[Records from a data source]
● ● ● ● ● ● ●

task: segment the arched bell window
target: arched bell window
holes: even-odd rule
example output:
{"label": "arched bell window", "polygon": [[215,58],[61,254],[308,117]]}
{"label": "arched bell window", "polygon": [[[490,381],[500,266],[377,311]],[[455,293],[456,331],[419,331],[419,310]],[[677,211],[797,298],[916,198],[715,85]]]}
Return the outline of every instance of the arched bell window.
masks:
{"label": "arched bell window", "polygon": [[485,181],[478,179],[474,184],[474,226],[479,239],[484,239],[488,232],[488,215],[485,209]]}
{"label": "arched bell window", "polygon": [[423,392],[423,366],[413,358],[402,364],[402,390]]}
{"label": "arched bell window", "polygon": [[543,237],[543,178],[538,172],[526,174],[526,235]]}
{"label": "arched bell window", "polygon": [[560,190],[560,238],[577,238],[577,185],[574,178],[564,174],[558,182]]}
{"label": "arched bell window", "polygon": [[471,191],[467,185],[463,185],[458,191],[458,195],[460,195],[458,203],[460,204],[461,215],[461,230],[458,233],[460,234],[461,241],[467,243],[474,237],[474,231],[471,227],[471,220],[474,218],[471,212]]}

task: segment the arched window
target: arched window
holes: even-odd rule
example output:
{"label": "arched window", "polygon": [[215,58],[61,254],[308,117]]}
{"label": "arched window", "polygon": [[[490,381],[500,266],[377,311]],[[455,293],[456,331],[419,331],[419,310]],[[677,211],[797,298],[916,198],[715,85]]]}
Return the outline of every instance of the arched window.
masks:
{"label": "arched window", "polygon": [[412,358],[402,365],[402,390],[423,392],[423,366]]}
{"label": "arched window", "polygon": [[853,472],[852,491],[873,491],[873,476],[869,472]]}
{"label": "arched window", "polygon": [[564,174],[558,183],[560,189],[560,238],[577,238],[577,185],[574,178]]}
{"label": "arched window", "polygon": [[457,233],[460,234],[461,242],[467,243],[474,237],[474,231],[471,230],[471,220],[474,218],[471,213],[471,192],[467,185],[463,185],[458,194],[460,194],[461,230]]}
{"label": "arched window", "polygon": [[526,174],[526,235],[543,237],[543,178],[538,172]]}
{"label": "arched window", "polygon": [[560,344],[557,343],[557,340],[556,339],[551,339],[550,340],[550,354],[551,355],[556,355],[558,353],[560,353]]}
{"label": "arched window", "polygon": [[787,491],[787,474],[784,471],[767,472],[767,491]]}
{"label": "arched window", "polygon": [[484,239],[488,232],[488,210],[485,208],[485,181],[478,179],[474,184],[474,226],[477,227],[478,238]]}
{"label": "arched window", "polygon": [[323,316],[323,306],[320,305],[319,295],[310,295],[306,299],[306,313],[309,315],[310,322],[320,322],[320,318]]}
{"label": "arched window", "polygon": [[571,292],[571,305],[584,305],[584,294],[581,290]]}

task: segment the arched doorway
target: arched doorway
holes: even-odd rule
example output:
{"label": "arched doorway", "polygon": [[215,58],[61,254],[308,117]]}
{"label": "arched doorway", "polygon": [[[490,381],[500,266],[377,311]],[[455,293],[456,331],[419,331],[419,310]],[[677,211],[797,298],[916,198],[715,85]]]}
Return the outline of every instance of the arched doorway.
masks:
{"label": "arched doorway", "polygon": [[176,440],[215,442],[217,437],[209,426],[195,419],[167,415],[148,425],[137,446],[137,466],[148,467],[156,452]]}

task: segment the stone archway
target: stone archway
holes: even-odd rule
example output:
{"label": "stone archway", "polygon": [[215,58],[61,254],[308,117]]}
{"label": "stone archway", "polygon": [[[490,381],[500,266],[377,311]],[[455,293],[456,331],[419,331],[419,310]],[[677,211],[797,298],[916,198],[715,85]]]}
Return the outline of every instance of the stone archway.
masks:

● ● ● ● ● ● ●

Each record must be transcribed exactly, with nothing left out.

YOUR RESPONSE:
task: segment the arched bell window
target: arched bell window
holes: even-odd rule
example output:
{"label": "arched bell window", "polygon": [[215,58],[61,254],[308,117]]}
{"label": "arched bell window", "polygon": [[[490,381],[500,266],[377,311]],[[455,293],[456,331],[419,331],[419,310]],[[677,211],[797,298],[916,198],[715,85]]]}
Return the outline of every instance of the arched bell window.
masks:
{"label": "arched bell window", "polygon": [[485,181],[478,179],[474,184],[474,226],[479,239],[484,239],[488,232],[488,215],[485,209]]}
{"label": "arched bell window", "polygon": [[423,392],[423,366],[413,358],[402,364],[402,390]]}
{"label": "arched bell window", "polygon": [[543,237],[543,178],[538,172],[526,174],[526,235]]}
{"label": "arched bell window", "polygon": [[560,190],[560,238],[577,238],[577,185],[574,178],[564,174],[558,182]]}
{"label": "arched bell window", "polygon": [[471,191],[467,185],[463,185],[458,191],[458,195],[460,195],[458,203],[460,204],[461,215],[461,230],[458,233],[460,234],[461,241],[467,243],[474,237],[474,231],[471,227],[471,220],[474,218],[471,212]]}

task: segment the arched window
target: arched window
holes: even-odd rule
example output:
{"label": "arched window", "polygon": [[215,58],[61,254],[308,117]]}
{"label": "arched window", "polygon": [[[490,381],[500,266],[377,311]],[[455,293],[456,331],[419,331],[419,310]],[[677,211],[797,298],[916,198],[715,85]]]}
Return the outline of every instance of the arched window.
masks:
{"label": "arched window", "polygon": [[412,358],[402,365],[402,390],[423,392],[423,366]]}
{"label": "arched window", "polygon": [[853,472],[852,491],[873,491],[873,476],[869,472]]}
{"label": "arched window", "polygon": [[564,174],[558,183],[560,189],[560,238],[577,238],[577,185],[574,178]]}
{"label": "arched window", "polygon": [[457,233],[460,234],[461,242],[467,243],[474,237],[474,231],[471,230],[471,220],[474,218],[471,213],[471,192],[467,185],[463,185],[458,194],[460,194],[461,230]]}
{"label": "arched window", "polygon": [[526,174],[526,235],[543,237],[543,178],[538,172]]}
{"label": "arched window", "polygon": [[560,344],[557,343],[557,340],[556,339],[551,339],[550,340],[550,354],[551,355],[556,355],[558,353],[560,353]]}
{"label": "arched window", "polygon": [[787,491],[787,474],[784,471],[767,472],[767,491]]}
{"label": "arched window", "polygon": [[484,239],[488,232],[488,210],[485,208],[485,181],[478,179],[474,184],[474,226],[477,227],[478,238]]}
{"label": "arched window", "polygon": [[323,316],[323,306],[320,305],[319,295],[310,295],[306,299],[306,313],[309,315],[310,322],[320,322],[320,318]]}
{"label": "arched window", "polygon": [[571,292],[571,305],[584,305],[584,294],[581,290]]}

task: segment the arched doorway
target: arched doorway
holes: even-odd rule
example output:
{"label": "arched doorway", "polygon": [[215,58],[61,254],[308,117]]}
{"label": "arched doorway", "polygon": [[[490,381],[500,266],[377,311]],[[455,293],[456,331],[419,331],[419,310]],[[677,211],[797,298],[916,198],[715,85]]]}
Return the outline of every instance of the arched doorway.
masks:
{"label": "arched doorway", "polygon": [[176,440],[215,442],[217,437],[209,426],[195,419],[167,415],[148,425],[137,446],[137,466],[148,467],[156,452]]}

task: segment the stone archway
target: stone archway
holes: even-odd rule
example output:
{"label": "stone archway", "polygon": [[215,58],[61,254],[308,117]]}
{"label": "stone archway", "polygon": [[[490,381],[500,266],[377,311]],[[455,293],[456,331],[419,331],[419,310]],[[677,211],[797,298],[916,198],[715,85]]]}
Return the outline of every instance of the stone archway.
masks:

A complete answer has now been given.